This year there was the Festa dos Tabuleiros, in Tomar, celebrated every four years and one of the most typical and oldest festivals in Portugal, which dates back historically to the reign of D. Dínis in the framework of the cult of Espirito Santo, but is believed to have pagan origins, even older, offerings to the goddess Ceres around Midsummer, symbolism of the fertility of the earth and hence the pursuit of women’s fertility.
The highest point of the Festival, which takes place for several weeks between June and July, is the Parade of the Tablelands (Cortejo dos Tabuleiros), which this year was celebrated on July 7, the day that we and 600,000 other people came to the city of Tomar. We chose to go by train from Lisbon, because we imagined it would be a chaos to take the car. It was the best option. As soon as we arrived we headed to the Seven Hills National Forest (Mata Nacional dos Sete Montes), where the day before had been deposited all 748 Tabuleiros that were going to parade. Unfortunately it was already closed, preparing for the parade – a friend told me that the best day of the party is the day before this big Parade because there are not so many people on the streets and we see the partial procession of the arrival of the Tabuleiros to this forest and then you can calmly see all the trays inside the Mata. The idea then was to look for a place to have a picnic, since the forest was not an option.
The whole city is decorated for the Festa, all downtown streets adorned with and paper flower rugs and “pergolas” each one prettier than the next, the hanging matts at the windows and balconies filling the city with color. For those who were hungry and wanted to find the picnic site quickly had no luck, because we wanted to photograph everything!

## To be done
A. Summarize the account of the Festa dos Tabuleiros in two sentences.
B. According to the account of the Festa dos Tabuleiros, how many Tabuleiros were placed in the Seven Hills National Forest the day before the parade?
C. Go on writing the account of the Festa dos Tabuleiros, starting right after its final sentence.

## Provided records
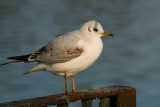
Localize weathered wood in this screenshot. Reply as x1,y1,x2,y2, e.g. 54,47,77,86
0,86,136,107
82,99,92,107
99,98,110,107
57,103,68,107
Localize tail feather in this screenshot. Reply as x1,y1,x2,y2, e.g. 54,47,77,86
0,61,25,66
7,54,31,61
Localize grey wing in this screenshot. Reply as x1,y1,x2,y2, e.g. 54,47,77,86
29,35,83,64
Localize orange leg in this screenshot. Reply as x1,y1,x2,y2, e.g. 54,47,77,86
72,75,80,93
64,73,69,95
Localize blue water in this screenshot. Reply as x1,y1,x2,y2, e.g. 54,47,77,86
0,0,160,107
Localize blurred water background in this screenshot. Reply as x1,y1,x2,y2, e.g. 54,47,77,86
0,0,160,107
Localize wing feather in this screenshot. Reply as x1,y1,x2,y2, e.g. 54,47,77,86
28,34,84,64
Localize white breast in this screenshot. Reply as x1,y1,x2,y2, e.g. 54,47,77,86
47,37,103,76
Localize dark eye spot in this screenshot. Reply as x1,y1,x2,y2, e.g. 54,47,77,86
88,26,91,32
93,28,98,32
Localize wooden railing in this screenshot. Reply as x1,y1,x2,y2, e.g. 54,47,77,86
0,86,136,107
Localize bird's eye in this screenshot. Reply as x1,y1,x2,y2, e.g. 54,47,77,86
93,28,98,32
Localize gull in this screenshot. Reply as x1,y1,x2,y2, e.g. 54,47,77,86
0,20,113,95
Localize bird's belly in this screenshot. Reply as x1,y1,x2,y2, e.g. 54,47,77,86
48,37,103,76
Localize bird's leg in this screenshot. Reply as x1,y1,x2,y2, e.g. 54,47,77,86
72,75,80,93
64,73,69,95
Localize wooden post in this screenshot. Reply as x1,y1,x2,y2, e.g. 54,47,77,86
0,86,136,107
82,99,92,107
57,103,68,107
99,98,110,107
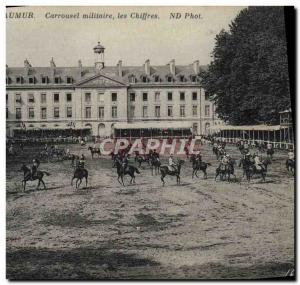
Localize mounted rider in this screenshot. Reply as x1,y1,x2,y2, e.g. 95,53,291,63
288,150,295,164
168,154,177,171
254,154,265,170
30,158,40,178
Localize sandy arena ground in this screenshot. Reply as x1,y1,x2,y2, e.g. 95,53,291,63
6,142,294,280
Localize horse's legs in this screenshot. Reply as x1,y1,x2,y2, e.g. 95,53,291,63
41,179,46,189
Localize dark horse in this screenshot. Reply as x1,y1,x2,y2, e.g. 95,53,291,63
88,146,101,159
160,160,184,186
285,159,295,175
150,156,161,175
115,156,140,186
215,158,236,182
71,167,89,189
190,155,211,179
21,164,50,192
134,155,150,167
241,158,271,182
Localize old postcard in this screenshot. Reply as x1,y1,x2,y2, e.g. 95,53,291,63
6,6,295,280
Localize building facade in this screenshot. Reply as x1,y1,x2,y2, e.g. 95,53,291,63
6,43,222,137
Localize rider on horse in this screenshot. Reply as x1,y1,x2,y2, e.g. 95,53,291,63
254,154,265,170
288,150,295,164
169,154,177,171
30,159,40,178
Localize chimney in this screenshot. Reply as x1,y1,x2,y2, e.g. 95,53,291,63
169,59,175,75
193,60,200,74
50,57,56,68
117,60,123,77
144,59,150,75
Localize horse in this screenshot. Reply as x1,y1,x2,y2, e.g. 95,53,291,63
88,146,101,159
115,156,141,186
215,158,236,182
150,156,161,175
134,155,150,168
285,159,295,175
71,167,89,189
20,164,50,192
160,160,184,186
267,148,274,159
190,155,211,179
245,158,271,182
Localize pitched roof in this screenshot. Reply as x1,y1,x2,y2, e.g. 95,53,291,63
6,61,207,85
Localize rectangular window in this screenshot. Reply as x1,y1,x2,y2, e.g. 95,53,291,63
98,92,104,103
53,93,59,103
42,76,48,84
205,105,210,117
28,108,34,119
66,93,72,102
16,76,23,84
85,93,91,103
193,105,198,116
28,94,34,103
180,106,185,117
180,92,185,101
85,107,92,119
67,107,72,118
16,108,22,120
41,93,47,103
155,92,160,102
41,108,47,119
99,107,104,119
143,106,148,118
204,91,209,100
111,106,118,118
168,106,173,117
143,93,148,101
130,106,135,118
130,93,135,102
16,93,22,104
54,107,59,119
111,93,117,102
28,77,35,84
155,106,160,118
192,92,197,101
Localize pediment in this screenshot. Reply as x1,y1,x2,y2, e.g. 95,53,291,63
77,74,126,88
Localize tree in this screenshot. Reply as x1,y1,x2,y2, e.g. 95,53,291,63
201,7,291,125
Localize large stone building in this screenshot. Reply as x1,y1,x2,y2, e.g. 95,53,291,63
6,43,221,137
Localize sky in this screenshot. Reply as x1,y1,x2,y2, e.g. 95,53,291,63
6,6,245,67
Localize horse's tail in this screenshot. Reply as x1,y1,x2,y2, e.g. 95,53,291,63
134,167,141,174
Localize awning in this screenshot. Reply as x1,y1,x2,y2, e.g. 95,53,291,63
209,122,288,131
114,121,192,130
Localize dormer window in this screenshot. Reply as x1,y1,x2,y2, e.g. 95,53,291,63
67,76,73,84
141,75,149,83
28,76,35,84
129,75,136,83
167,75,173,82
154,75,160,82
179,75,185,82
42,76,48,84
16,76,23,84
54,76,61,84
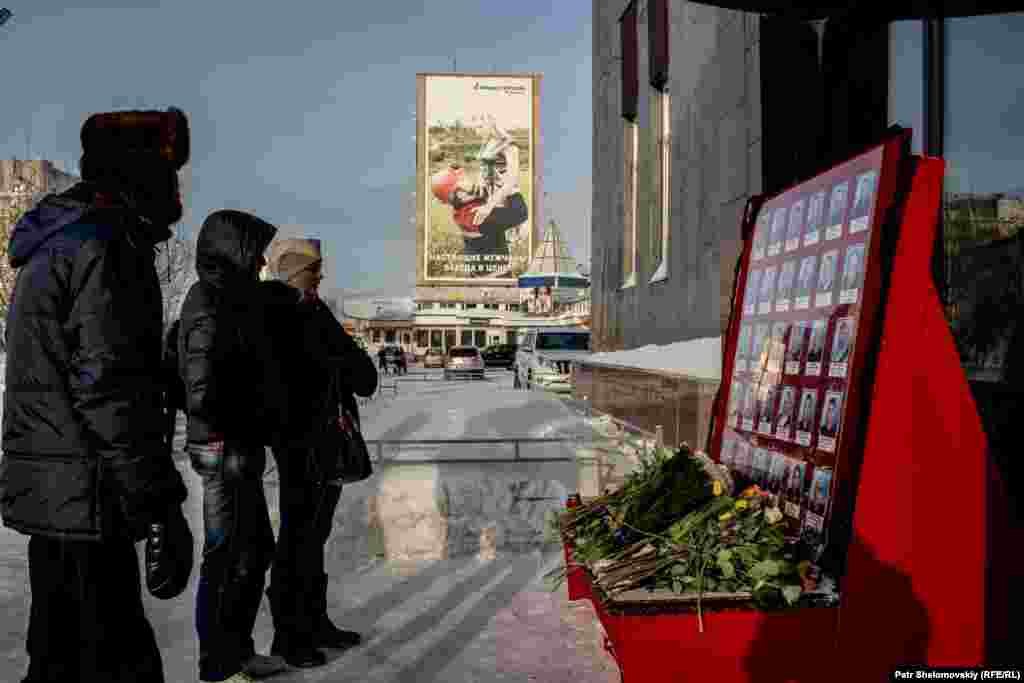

## Exercise results
A. The Festa dos Tabuleiros in Tomar is held every four years, goes back to the reign of D. Dínis and the cult of Espirito Santo, and is believed to have older pagan origins in offerings to the goddess Ceres. Its high point is the Parade of the Tablelands, which this year fell on July 7, when the writer's group went to Tomar by train from Lisbon along with 600,000 other people and found the whole city decorated for the festival.

B. 748 Tabuleiros were placed there.

C.
Waiting then in the front row for the Tray Blessing to end, I also learned that the bell rings three times and at the third ring boys and girls raise the Tabuleiros all at once, which I could see from afar. Opening the procession comes one of the four philharmonic bands, pass the water bearers, pass the politis from each Parish Council, carrying the banners and crowns and even the President of the Republic, Professor Marcelo Rebelo de Sousa, always with his friendly smile and cheered by the crowd. The Tabuleiros begin, in between another musical moment, more Tabuleiros and at the end we have two bulls, formerly pulling carts carrying children – now on foot – and wine barrels, and at the end the Scouts symbolizing the Bread (the Trays), the Wine (in the ox carts) and the Meat (the scouts).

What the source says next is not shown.